Problem requirements — Below are the records; reproduce all of them exactly but without any images.

(Image point grounding data)
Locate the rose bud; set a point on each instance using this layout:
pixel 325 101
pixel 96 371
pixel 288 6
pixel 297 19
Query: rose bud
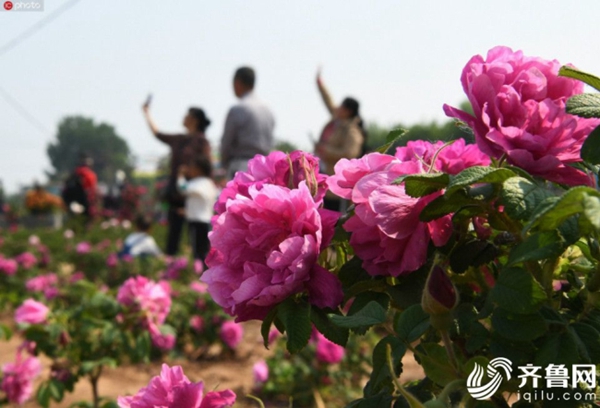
pixel 439 298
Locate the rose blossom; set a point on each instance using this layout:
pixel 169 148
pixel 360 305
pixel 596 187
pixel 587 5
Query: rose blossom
pixel 143 294
pixel 18 378
pixel 8 266
pixel 387 234
pixel 41 282
pixel 231 333
pixel 277 168
pixel 327 351
pixel 260 369
pixel 265 248
pixel 519 112
pixel 83 247
pixel 27 260
pixel 31 312
pixel 172 389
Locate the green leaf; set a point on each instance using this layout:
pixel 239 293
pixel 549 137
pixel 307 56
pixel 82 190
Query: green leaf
pixel 324 324
pixel 585 105
pixel 541 245
pixel 478 174
pixel 591 210
pixel 43 395
pixel 557 348
pixel 517 291
pixel 473 253
pixel 553 212
pixel 436 364
pixel 584 77
pixel 521 196
pixel 518 327
pixel 391 139
pixel 295 316
pixel 381 378
pixel 265 327
pixel 590 151
pixel 373 313
pixel 423 184
pixel 411 323
pixel 446 204
pixel 588 341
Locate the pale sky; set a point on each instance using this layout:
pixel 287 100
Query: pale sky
pixel 401 59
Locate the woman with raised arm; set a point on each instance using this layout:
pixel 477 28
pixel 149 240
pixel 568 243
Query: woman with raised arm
pixel 343 137
pixel 184 148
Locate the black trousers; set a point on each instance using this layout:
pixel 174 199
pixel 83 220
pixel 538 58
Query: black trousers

Answer for the task —
Locate the rose bud; set a point on each instance using this layout:
pixel 325 101
pixel 96 371
pixel 288 6
pixel 297 19
Query: rose bud
pixel 439 298
Locate the rose blossom; set a point on each instance using this layout:
pixel 169 148
pixel 360 305
pixel 596 187
pixel 587 5
Query: rose blossom
pixel 143 294
pixel 18 378
pixel 8 266
pixel 387 234
pixel 41 282
pixel 231 333
pixel 277 168
pixel 327 351
pixel 260 369
pixel 265 248
pixel 519 112
pixel 83 247
pixel 27 260
pixel 31 312
pixel 172 389
Locate the green leaf; set a point on each instance using this layout:
pixel 239 293
pixel 549 137
pixel 307 56
pixel 82 190
Query: green leaf
pixel 324 324
pixel 585 105
pixel 541 245
pixel 478 174
pixel 591 210
pixel 43 395
pixel 557 348
pixel 517 291
pixel 473 253
pixel 553 212
pixel 436 364
pixel 584 77
pixel 521 196
pixel 518 327
pixel 391 139
pixel 295 316
pixel 381 378
pixel 265 327
pixel 590 151
pixel 373 313
pixel 423 184
pixel 411 323
pixel 446 204
pixel 588 341
Locate the pale sky; set a point on each instance using this layout:
pixel 287 100
Query: pale sky
pixel 401 59
Locate the woman with raised arm; set a point on each instance using this layout:
pixel 477 28
pixel 149 240
pixel 568 243
Query: woman with raised arm
pixel 343 137
pixel 184 148
Locate the black trousers; set a point on each instance using this layout:
pixel 174 199
pixel 83 220
pixel 538 58
Query: black trousers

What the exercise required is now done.